-- Start of Provided records --
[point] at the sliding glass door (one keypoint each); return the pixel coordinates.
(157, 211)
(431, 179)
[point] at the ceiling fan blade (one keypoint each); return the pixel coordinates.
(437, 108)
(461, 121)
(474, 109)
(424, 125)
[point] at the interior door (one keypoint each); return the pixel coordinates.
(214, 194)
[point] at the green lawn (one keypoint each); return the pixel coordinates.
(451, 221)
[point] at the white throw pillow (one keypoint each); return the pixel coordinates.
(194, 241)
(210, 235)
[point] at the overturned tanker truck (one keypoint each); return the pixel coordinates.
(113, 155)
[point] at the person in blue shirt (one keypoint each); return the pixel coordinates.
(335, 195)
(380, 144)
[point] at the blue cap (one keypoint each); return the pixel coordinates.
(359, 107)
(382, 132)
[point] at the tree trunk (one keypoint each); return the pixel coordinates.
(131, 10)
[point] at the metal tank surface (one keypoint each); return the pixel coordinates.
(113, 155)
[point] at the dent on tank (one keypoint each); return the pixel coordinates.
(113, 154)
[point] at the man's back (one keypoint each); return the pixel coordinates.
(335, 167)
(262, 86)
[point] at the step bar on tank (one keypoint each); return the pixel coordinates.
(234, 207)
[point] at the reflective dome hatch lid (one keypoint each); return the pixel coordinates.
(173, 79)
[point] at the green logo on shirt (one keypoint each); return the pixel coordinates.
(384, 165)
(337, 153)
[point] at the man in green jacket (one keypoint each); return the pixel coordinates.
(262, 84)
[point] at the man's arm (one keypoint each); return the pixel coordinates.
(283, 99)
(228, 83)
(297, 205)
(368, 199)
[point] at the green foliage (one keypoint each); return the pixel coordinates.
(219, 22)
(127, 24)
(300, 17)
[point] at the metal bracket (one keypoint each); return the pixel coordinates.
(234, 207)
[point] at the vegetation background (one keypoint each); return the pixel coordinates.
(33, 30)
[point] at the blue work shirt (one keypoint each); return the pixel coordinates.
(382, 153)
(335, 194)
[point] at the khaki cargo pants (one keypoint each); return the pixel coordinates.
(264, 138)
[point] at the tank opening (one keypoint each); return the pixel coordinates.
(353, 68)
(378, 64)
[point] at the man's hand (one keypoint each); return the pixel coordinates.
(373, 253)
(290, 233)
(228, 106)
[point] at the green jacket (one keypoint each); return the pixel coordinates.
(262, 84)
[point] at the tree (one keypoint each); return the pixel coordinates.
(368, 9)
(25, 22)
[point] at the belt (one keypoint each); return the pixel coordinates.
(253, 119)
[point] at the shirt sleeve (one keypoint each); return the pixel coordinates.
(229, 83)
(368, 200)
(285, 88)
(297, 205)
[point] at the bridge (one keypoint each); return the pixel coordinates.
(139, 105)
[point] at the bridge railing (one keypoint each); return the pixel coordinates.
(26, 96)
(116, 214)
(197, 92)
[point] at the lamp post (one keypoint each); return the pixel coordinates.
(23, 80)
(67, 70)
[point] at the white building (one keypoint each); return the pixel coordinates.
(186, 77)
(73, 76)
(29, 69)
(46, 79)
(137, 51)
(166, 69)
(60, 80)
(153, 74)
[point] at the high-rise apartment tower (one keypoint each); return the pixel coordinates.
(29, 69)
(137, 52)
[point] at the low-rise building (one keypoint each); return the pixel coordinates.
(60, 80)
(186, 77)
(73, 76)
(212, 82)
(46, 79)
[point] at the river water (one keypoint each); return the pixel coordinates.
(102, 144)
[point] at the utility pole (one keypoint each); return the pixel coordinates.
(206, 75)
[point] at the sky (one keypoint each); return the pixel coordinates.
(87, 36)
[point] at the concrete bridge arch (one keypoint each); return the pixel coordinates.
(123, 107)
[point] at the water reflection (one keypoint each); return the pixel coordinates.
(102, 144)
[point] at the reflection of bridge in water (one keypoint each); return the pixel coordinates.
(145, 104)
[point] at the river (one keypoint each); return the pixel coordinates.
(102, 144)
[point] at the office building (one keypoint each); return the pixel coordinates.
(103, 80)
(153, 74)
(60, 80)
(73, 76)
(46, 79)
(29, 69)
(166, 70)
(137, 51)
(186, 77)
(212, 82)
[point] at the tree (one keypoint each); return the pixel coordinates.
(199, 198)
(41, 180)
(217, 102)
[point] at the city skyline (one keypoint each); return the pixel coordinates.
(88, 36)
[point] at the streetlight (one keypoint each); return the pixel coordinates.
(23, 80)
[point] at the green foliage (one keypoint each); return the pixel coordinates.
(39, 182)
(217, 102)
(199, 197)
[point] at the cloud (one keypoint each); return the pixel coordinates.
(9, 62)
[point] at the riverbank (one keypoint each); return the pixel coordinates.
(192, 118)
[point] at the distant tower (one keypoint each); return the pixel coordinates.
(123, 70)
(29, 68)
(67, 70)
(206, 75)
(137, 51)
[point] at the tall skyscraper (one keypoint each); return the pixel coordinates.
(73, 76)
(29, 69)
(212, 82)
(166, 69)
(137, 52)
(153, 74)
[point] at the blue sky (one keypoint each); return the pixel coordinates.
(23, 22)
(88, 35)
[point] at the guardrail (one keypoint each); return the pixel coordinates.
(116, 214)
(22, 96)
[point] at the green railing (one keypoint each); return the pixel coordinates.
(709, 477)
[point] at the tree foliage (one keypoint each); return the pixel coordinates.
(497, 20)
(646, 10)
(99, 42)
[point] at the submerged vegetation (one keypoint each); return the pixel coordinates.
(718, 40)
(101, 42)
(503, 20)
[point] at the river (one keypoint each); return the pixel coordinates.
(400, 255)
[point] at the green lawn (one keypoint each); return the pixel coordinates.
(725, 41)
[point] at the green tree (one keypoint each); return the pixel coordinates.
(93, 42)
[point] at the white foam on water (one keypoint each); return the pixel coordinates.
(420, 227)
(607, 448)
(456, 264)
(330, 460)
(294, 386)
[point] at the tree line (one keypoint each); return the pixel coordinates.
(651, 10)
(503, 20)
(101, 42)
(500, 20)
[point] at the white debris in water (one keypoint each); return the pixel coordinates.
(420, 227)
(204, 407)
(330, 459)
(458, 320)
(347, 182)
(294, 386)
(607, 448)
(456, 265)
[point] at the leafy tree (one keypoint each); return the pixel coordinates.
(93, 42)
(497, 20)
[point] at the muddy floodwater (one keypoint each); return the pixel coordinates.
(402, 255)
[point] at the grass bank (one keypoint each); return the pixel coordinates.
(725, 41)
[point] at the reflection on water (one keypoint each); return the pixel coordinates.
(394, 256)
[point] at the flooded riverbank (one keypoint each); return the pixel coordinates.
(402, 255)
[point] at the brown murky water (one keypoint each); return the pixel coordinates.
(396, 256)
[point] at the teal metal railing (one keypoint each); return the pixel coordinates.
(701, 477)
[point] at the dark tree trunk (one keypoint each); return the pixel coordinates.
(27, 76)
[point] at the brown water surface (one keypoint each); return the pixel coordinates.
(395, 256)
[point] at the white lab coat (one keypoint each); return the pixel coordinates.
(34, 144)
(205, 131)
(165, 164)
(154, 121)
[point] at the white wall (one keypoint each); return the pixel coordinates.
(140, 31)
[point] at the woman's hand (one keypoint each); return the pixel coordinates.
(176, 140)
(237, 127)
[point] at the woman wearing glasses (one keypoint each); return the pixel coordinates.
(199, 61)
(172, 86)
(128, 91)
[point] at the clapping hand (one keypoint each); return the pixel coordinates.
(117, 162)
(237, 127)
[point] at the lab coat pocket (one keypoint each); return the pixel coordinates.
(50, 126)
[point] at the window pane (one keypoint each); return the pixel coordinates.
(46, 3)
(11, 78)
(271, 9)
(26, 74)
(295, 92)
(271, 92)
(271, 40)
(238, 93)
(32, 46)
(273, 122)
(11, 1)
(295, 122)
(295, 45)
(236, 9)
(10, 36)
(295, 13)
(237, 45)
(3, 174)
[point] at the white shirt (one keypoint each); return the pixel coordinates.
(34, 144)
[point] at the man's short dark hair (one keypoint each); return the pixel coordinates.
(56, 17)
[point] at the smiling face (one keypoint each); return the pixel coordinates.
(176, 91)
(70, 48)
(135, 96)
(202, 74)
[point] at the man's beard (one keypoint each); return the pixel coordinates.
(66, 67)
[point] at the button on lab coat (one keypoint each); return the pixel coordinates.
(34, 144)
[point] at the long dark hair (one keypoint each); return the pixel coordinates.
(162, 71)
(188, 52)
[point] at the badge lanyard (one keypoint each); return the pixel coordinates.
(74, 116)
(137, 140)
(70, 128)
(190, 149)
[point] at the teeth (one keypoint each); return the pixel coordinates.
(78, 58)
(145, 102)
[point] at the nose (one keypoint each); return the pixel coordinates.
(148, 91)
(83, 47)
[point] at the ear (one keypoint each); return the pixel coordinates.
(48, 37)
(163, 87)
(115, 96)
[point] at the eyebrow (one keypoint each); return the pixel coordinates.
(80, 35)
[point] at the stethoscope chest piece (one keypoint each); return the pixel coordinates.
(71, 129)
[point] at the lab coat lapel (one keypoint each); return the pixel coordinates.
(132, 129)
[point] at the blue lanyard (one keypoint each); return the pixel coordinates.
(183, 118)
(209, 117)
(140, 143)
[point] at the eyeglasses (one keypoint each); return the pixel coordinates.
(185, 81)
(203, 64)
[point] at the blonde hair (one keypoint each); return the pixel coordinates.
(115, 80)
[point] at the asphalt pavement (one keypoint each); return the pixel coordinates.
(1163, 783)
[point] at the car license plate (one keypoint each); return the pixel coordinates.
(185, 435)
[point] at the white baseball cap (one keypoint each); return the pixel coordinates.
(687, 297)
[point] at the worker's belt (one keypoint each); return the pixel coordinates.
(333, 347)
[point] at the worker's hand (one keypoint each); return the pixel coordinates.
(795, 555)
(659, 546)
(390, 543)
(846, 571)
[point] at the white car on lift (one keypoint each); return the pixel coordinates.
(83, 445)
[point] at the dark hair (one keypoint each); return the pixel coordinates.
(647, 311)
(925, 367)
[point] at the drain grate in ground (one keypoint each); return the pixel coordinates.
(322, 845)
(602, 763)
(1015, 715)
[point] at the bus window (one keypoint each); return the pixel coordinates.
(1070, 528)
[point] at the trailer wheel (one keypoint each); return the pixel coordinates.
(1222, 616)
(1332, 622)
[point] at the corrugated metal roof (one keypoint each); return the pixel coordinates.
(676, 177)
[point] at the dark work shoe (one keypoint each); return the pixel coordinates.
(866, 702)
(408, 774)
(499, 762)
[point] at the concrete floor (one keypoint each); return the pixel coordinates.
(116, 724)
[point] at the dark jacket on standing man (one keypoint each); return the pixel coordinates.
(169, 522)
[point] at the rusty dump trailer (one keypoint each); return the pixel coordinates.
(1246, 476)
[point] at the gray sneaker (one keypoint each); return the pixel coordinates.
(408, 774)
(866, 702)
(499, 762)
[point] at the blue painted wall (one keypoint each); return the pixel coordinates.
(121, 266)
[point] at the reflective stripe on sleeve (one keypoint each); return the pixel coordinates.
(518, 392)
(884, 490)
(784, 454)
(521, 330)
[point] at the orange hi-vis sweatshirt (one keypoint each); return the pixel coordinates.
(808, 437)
-- End of Provided records --
* **What you should do**
Starting with the line containing "[point] at the reflective stripe" and going on through the last line, scale these lines by rewriting them all, requests included, with every pixel coordinate in the answers multiplied by 0.7 and rounded to the nearest whole number, halves rounding up.

* **Correct result**
[point] at the reflective stripe on sleeve (one keypoint each); return the pixel coordinates.
(363, 274)
(619, 343)
(549, 318)
(365, 231)
[point] at the orange hi-vis sweatshirt (one keypoint each); return the pixel coordinates.
(566, 306)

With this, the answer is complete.